If I'm not sure of something in a pattern I google it and usually find a youtube video to demonstrate it. If it's a multi size pattern, I recommend taking a highlighter and going through the pattern line by line to highlight the stitches for the size I am doing.


----------



## bestgramma (Mar 14, 2012)

Barn-dweller said:


> Sometimes patterns are difficult to understand if you try and read straight through them, but if you take it slowly and do one row at a time they turn out far less complicated. Go on have a go.


Agree :thumbup:


----------



## chrshnsen (Nov 7, 2011)

The suggestions above are great. I also think that you are suffering from a lack of confidence. Many patterns now have a difficulty rating on them. Please don't jump up straight to one that is marked as "difficult". Work up through the ratings slowly.

Another idea that might help is to make swatches or dishcloths using the stitch patterns in the pattern before you try something bigger with it. Getting comfortable with the sequence of stitches might make the bigger pattern look less daunting.


----------



## apette (Mar 15, 2012)

Many, many years ago, before Youtube and the internet, there was a sweater pattern I wanted to do and it had slash pockets. At first my thoughts were, I can't do that. The written pattern didn't make sense to me and I couldn't envision the process. But I started it. Came to the pocket instructions and just followed the pattern. The more I knit the more it made sense. Like, aha, I get this.
So like that Little Engine, you can, you can, you can.


----------



## Peggy Beryl (Jun 4, 2012)

I agree with those who say that you do not have to understand an entire pattern to start work on it. I get completely flummoxed if I try to read a pattern through. If I had to understand all of it before using it, I could sit on my yarn and needles until they hatched.

If I understand the next step required, I do it. If I do not understand it, I pick out the key part I do not understand and go to work on it; find a YouTube video or just ask a question online. If that doesn't work, post the problem on KP. I usually have the situation in hand by the time I have watched a video or two, and so I go ahead and knit the next step.

Learning new stitches and ways of working, better increases and decreases without bumps or holes, all new knowledge adds to the reason I keep knitting. I'm 82, I don't expect to ever become smarter or learn easier than I do now; but I know that I can accomplish most anything in knitting if I take it one small step at a time. And I believe you can do the same.

I'm happy that you let us know of your discouragement. Be assured that there is nothing "wrong with you." You just learn differently than those who enjoy reading the pattern through before they start on it. It's a matter of individual differences and working with our own ways of doing things. Don't let it concern you one bit that you approach your knitting differently than some others do. This is completely natural, normal, and nothing to worry about.


----------



## PapillonThreads (Mar 23, 2012)

Marylou12 said:


> That I look at all these wonderful knitting patterns that I want to do, read them, get confused and shy away from them? It is soooo frustrating! But I feel that I can't understand them after reading them. What's wrong with me?

• **Work instructions**
1. Reproduce the passage of the knitting thread above, from "Another idea that" to "(Mar 15, 2012)".
2. Render the sentence "Many patterns now have a difficulty rating on them." from the knitting thread above into Spanish.
3. In the knitting thread above, what age does Peggy Beryl give?

• **Supplied data**

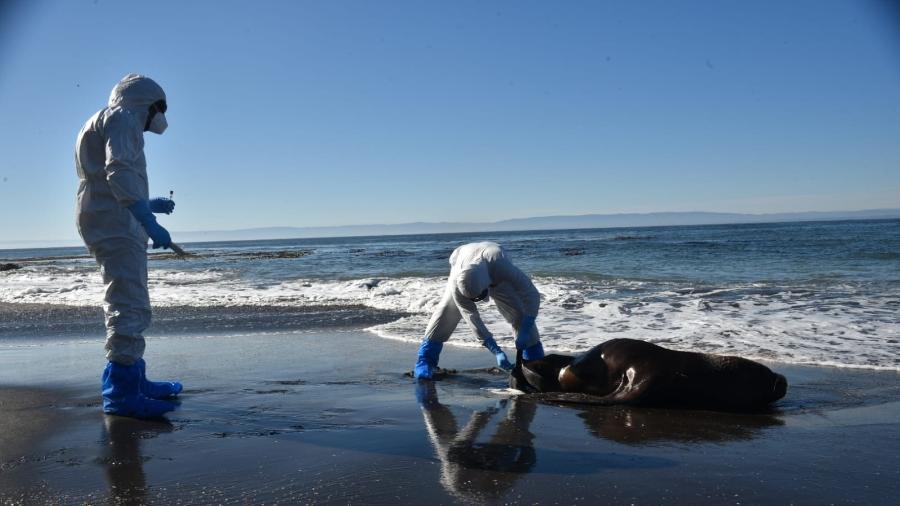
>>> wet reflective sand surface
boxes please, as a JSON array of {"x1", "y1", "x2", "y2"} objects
[{"x1": 0, "y1": 331, "x2": 900, "y2": 504}]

• **Expected answers**
1.
Another idea that might help is to make swatches or dishcloths using the stitch patterns in the pattern before you try something bigger with it. Getting comfortable with the sequence of stitches might make the bigger pattern look less daunting.


----------



## apette (Mar 15, 2012)

2. Muchos patrones ahora tienen una clasificación de dificultad.

3. 82